§ **Requests**:
[A] Transcribe the stretch of the memoir excerpt from "When I thought" through "divorce and death.".
[B] Answer these questions from the memoir excerpt:
(i) About how old was the narrator when the mother pushed the narrator onto the bed?
(ii) At which university was the narrator taking an evening college course?
(iii) Whom did the narrator say they had been talking to that night?
[C] Resume the memoir excerpt after its final sentence and keep writing it.

§ **Excerpt to read**:
********

She was never in a good mood and had a hard time showing positive feelings.  I remember once
when I was about thirteen, I had been in my mom’s room getting something and she pushed me onto
the bed and sat on me.

"I wish you would go crazy like me!" she yelled for about half an hour.  I figured I was safer with this
psycho parent if I just laid there, still, beneath her petite body, while she yelled and pulled my hair.

My head was sore when I finally squeezed my way to freedom, ran into her bathroom, locked the
door and crawled out the window.  I can only figure that, at that moment, she must have been
stressed out of her mind.  When I told friends the story, because it was funny to portray my mom
shaking my hair in her fists, yelling, "I want you to go crazy!" my listeners’ eyes would widen in
disbelief, but they laughed because I did.

Another memory I've hung onto was the night I came home after midnight, when I was a junior in
high school taking an evening college course at the University of Oklahoma.  Instead of going
straight home, I stopped at a friend’s house and we hung out for a while.  I had never been out so late
before.  

"Where were you?" my mom sobbed, when I got home.

"I was talking to Chris," I told her.  "Sorry, I didn’t know it was so late."  I felt bad to see her so
worried.

"You could have called," was all she said.

She wasn't angry; she didn't even want to punish me.  She was probably glad to hear that I had been
doing something social and didn’t want to discourage me.  I remember being glad to see a kind
emotion come from her.  She did love me; it was just hard for her to show it.

When I thought back, then, to the Saturday morning breakfast table, which was just far enough into
the past to have been when things were somewhat normal, I wanted to be there again.  I wanted to
ask each family member how that Saturday scene had changed to a more drastic later life.  I wanted
to understand my parents and siblings.

Always the energetic, social child, I wanted to do everything.  I worked hard in high school and went
to college, but my parents couldn’t support me monetarily.  So, I worked while I attended school and
took a long time to graduate.  The first few years of college, I was out-of-state pursuing these goals,
while my family went haywire with divorce and death.

********

§ **Data extract**:
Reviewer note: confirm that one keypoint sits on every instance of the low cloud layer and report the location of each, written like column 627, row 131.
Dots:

********

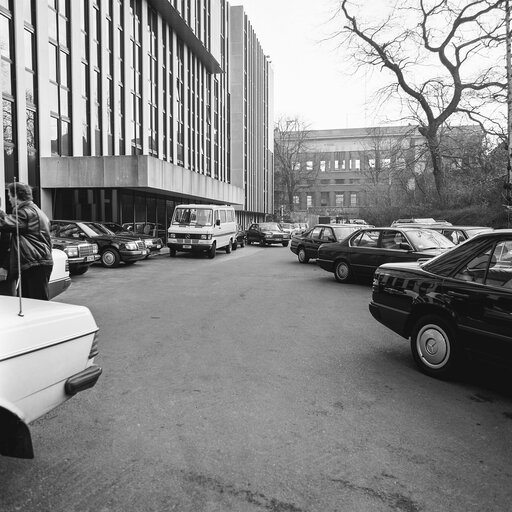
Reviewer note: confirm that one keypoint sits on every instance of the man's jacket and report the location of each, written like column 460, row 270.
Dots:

********

§ **Answers provided**:
[A]
When I thought back, then, to the Saturday morning breakfast table, which was just far enough into
the past to have been when things were somewhat normal, I wanted to be there again.  I wanted to
ask each family member how that Saturday scene had changed to a more drastic later life.  I wanted
to understand my parents and siblings.

Always the energetic, social child, I wanted to do everything.  I worked hard in high school and went
to college, but my parents couldn’t support me monetarily.  So, I worked while I attended school and
took a long time to graduate.  The first few years of college, I was out-of-state pursuing these goals,
while my family went haywire with divorce and death.

[B]
(i) About thirteen
(ii) The University of Oklahoma
(iii) Chris

[C]
I often wonder what made the family tension finally become so unbearable.  
Was my mom just too
high-strung for my sensitive Dad?
My parents got a divorce during my second year in college.

"He would disappear for days. I just couldn’t handle it any longer," said my mom.

I wasn't able to ask my dad for his side of the story, because after the divorce, he ran from the family
and remarried.  One year after the divorce, my mom married a guy that was seven years younger
and had the energy to keep up with her.  My dad remarried quickly to a woman that was over ten
years older than he was and looked like she could be his mother.  Dad also left the church we had
grown up in as a family and became a Jehovah’s Witness.  

Although I had not seen Dad since I left for college, I held onto the memory of him as the good father
who was compassionate, and I hoped he would return to his normal self.  My mom, it turned out, was
unhappy in her second marriage, too.  However, she has stayed with him.  Still high-strung; I guess
that is just her personality.  A fighter, she went back to college and received a master’s degree, finding
employment at a local school.

My brother Jerrod dropped out of high school during our parents' divorce.  "It was stupid," he said,
when I asked him why he did not stay in school.  He thought the teachers couldn’t teach him
anything he didn’t know.  He passed the GED and went to college to study computer science.  He
never became a people-person, but everyone has his own personality.

"Mom and Dad just fought all the time," Jerrod told me, explaining that the situation between our
parents had gotten worse after I left for college.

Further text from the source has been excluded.